Conjunto de tarefas >>
[a] Liste todos os números escritos em algarismos no texto sobre o Umbuzeiro.
[b] Segundo o professor citado no texto sobre o Umbuzeiro, a merenda da escola é suficiente para quantos dias?
[c] Por favor, dê sequência ao texto sobre o Umbuzeiro a partir da última frase.

Texto para leitura >>
Para lavar roupa e tomar banho todos se servem da água de aparência suja de barreiros - alguns a mais de um quilômetro de suas casas. Essas mulheres, assim como outros moradores do Umbuzeiro receberam, no dia 15, certificado de um curso de avicultura básica do Serviço Nacional de Aprendizagem Rural (Senar), ministrado em um dia. "Esse papel aqui (a apostila) a gente vai guardar de lembrança", diz Arlete, ao lado do grupo reunido próximo à casa de Limeira. "Não tem como botar na prática."

 

Fracasso. Cícero Francisco da Silva, 51 anos, é professor da escola municipal do Umbuzeiro, que tem 55 alunos. Conta apenas com o manual do professor e escreve a matéria das várias séries para as crianças copiarem, já que só dispõem de caderno e lápis. A merenda, segundo ele, é suficiente para oito dias. No restante do mês, não há lanche. Afirma contar nos dedos os alunos que ensinou ao longo de quase três décadas que conseguiram superar a linha da miséria. "É um fracasso", afirma.

Entradas extraídas >>
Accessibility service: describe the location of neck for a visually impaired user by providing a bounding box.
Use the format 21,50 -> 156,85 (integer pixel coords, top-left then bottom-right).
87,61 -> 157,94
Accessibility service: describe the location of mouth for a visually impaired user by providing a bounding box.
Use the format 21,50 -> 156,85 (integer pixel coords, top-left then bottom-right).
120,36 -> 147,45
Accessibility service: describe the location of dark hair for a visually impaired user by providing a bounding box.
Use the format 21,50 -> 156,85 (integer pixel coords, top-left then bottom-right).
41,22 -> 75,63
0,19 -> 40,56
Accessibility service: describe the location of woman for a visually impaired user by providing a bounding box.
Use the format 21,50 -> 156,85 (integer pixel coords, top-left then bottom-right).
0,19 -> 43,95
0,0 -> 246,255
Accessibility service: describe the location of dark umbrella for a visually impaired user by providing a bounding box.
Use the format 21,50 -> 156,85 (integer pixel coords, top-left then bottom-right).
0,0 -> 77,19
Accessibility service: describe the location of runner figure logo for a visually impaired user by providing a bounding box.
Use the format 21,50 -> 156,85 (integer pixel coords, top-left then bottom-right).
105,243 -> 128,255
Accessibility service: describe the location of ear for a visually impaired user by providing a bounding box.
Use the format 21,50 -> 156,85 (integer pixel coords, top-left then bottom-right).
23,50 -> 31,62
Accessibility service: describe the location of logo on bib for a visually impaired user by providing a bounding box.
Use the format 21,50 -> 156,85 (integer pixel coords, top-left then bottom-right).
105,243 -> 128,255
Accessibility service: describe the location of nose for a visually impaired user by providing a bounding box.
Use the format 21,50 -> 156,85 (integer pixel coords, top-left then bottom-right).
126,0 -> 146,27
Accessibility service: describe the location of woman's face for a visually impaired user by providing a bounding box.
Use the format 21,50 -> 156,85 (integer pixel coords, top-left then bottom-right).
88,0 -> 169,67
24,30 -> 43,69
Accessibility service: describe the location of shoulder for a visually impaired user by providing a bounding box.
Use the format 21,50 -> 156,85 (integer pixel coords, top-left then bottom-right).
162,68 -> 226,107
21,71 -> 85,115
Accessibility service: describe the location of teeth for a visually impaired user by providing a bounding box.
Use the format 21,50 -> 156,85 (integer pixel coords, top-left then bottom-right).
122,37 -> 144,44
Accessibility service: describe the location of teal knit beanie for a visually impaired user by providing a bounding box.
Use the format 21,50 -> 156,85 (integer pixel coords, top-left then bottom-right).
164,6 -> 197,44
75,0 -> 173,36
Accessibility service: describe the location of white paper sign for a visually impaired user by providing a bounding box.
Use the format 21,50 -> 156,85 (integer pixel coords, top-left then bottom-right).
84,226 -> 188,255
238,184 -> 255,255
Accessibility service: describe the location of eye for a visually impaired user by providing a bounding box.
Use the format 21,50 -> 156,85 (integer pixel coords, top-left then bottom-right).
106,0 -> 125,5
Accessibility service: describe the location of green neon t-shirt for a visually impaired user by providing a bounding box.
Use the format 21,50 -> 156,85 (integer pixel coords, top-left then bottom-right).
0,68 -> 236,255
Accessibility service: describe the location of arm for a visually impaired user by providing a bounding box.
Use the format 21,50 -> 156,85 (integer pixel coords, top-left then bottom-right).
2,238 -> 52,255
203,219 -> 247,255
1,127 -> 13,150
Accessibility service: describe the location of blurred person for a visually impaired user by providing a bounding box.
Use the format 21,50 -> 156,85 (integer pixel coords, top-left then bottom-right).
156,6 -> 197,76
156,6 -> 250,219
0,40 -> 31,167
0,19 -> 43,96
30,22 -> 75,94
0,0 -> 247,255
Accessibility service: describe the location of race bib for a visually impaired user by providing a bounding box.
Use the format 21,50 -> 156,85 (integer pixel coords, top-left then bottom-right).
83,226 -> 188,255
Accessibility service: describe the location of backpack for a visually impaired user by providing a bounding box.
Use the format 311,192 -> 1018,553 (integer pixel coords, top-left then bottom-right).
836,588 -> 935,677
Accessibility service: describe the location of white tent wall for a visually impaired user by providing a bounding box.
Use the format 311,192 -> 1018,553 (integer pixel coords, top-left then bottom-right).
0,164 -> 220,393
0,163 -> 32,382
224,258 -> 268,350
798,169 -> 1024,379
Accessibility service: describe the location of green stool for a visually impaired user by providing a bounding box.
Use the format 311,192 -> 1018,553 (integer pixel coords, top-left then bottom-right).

Respostas por tarefa >>
[a] 15, 51, 55

[b] Para oito dias.

[c]
Em 2000, a renda média de Manari era de R$ 41,14. Dez anos depois, atingiu R$ 210,44. O comércio, ainda fraco, cresce e começa a sair da informalidade. O número de famílias beneficiadas com o Bolsa Família chega a 3.025. O acesso à cidade foi asfaltado.

 

"Não somos mais o que éramos", diz, otimista, o vereador Cícero de Oliveira Santos (PSB). Cita melhoria da autoestima do povo e geração de oportunidades para as famílias de Manari - uma cidade que não oferece atrativos ou desperta encanto em quem nela chega. Seu prefeito, Otaviano Martins (PSDB), não mora lá nem dá expediente na prefeitura. O Estado tentou contato com ele, por telefone, sem sucesso.